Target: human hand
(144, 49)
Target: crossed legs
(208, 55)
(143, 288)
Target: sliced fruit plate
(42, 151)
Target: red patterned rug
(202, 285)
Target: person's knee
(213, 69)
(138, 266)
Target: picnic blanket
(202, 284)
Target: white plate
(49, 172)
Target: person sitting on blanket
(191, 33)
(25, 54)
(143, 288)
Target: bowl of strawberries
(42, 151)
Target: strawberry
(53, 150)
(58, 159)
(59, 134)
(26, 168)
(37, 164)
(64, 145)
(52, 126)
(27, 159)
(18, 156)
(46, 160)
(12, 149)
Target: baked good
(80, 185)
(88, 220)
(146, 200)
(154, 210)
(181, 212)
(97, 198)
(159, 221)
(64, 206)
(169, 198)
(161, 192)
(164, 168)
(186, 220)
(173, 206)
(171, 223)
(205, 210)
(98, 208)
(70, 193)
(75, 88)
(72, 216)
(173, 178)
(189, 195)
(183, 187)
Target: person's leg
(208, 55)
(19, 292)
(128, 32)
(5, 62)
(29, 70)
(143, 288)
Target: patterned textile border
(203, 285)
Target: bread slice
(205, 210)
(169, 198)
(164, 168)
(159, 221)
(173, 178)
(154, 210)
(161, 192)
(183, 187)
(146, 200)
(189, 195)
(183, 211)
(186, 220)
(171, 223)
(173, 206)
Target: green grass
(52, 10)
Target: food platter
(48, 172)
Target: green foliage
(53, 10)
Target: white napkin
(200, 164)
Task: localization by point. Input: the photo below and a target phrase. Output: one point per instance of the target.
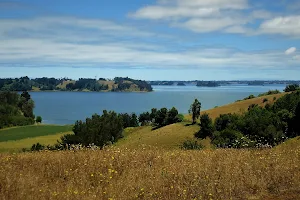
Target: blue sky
(151, 39)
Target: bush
(191, 145)
(38, 119)
(292, 87)
(270, 92)
(207, 127)
(227, 138)
(180, 117)
(250, 97)
(98, 130)
(37, 147)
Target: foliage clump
(99, 130)
(257, 127)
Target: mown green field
(17, 138)
(19, 133)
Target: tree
(172, 116)
(153, 114)
(161, 117)
(145, 118)
(38, 119)
(195, 109)
(206, 127)
(134, 121)
(26, 95)
(292, 87)
(98, 130)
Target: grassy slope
(152, 174)
(170, 137)
(19, 133)
(18, 145)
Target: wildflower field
(152, 173)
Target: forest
(65, 84)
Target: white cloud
(261, 14)
(220, 4)
(201, 15)
(289, 25)
(162, 12)
(104, 44)
(208, 25)
(297, 57)
(290, 50)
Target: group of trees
(129, 120)
(292, 87)
(105, 129)
(159, 118)
(15, 109)
(257, 127)
(99, 130)
(87, 83)
(26, 84)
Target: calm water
(67, 107)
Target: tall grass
(151, 173)
(22, 132)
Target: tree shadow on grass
(190, 124)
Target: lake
(67, 107)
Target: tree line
(16, 109)
(259, 126)
(49, 84)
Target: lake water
(67, 107)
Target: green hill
(118, 84)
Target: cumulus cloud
(77, 42)
(290, 50)
(204, 15)
(231, 16)
(289, 25)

• **Task statement**
Copy the listing exactly, omitting pictures.

• **Your response**
Target: human hand
(144, 49)
Target: crossed legs
(208, 55)
(143, 288)
Target: sliced fruit plate
(42, 151)
Target: red patterned rug
(202, 285)
Target: person's knee
(213, 69)
(138, 266)
Target: picnic blanket
(202, 284)
Target: white plate
(49, 172)
Target: person sitting on blanket
(191, 33)
(25, 54)
(143, 288)
Target: bowl of strawberries
(42, 151)
Target: strawberry
(53, 150)
(58, 159)
(59, 134)
(26, 168)
(37, 164)
(64, 145)
(52, 126)
(27, 159)
(18, 156)
(46, 160)
(12, 149)
Target: baked good
(80, 185)
(88, 220)
(146, 200)
(154, 210)
(181, 212)
(97, 198)
(159, 221)
(64, 206)
(169, 198)
(161, 192)
(164, 168)
(186, 220)
(173, 206)
(171, 223)
(205, 210)
(98, 208)
(70, 193)
(75, 88)
(72, 216)
(173, 178)
(189, 195)
(183, 187)
Target: person's leg
(208, 55)
(19, 292)
(128, 32)
(5, 62)
(29, 70)
(143, 288)
Target: patterned textile border
(203, 285)
Target: bread slice
(205, 210)
(169, 198)
(164, 168)
(159, 221)
(173, 178)
(154, 210)
(161, 192)
(183, 187)
(146, 200)
(189, 195)
(183, 211)
(186, 220)
(171, 223)
(173, 206)
Target: green grass
(52, 10)
Target: food platter
(48, 172)
Target: green foliage
(53, 10)
Target: white napkin
(200, 164)
Task: localization by point. Input: the photo below and a target phrase. Output: one point per instance of the target.
Target: blue sky
(151, 39)
Target: bush
(191, 145)
(38, 119)
(292, 87)
(270, 92)
(207, 127)
(227, 138)
(180, 117)
(250, 97)
(98, 130)
(37, 147)
Target: foliage clump
(99, 130)
(257, 127)
Target: mown green field
(17, 138)
(19, 133)
Target: tree
(172, 116)
(153, 114)
(161, 117)
(145, 118)
(38, 119)
(195, 109)
(206, 127)
(134, 121)
(26, 95)
(292, 87)
(98, 130)
Target: grassy slope
(152, 174)
(170, 137)
(19, 133)
(18, 145)
Target: wildflower field
(152, 173)
Target: forest
(65, 84)
Target: white cloud
(261, 14)
(220, 4)
(201, 15)
(289, 25)
(162, 12)
(104, 44)
(208, 25)
(297, 57)
(290, 50)
Target: group of trees
(129, 120)
(292, 87)
(105, 129)
(159, 118)
(15, 109)
(257, 127)
(99, 130)
(87, 83)
(26, 84)
Target: calm water
(67, 107)
Target: tall grass
(151, 173)
(22, 132)
Target: tree shadow on grass
(190, 124)
Target: lake
(67, 107)
Target: tree line
(16, 109)
(259, 126)
(49, 84)
Target: lake water
(67, 107)
Target: green hill
(118, 84)
Target: cumulus cloud
(77, 42)
(290, 50)
(204, 15)
(231, 16)
(289, 25)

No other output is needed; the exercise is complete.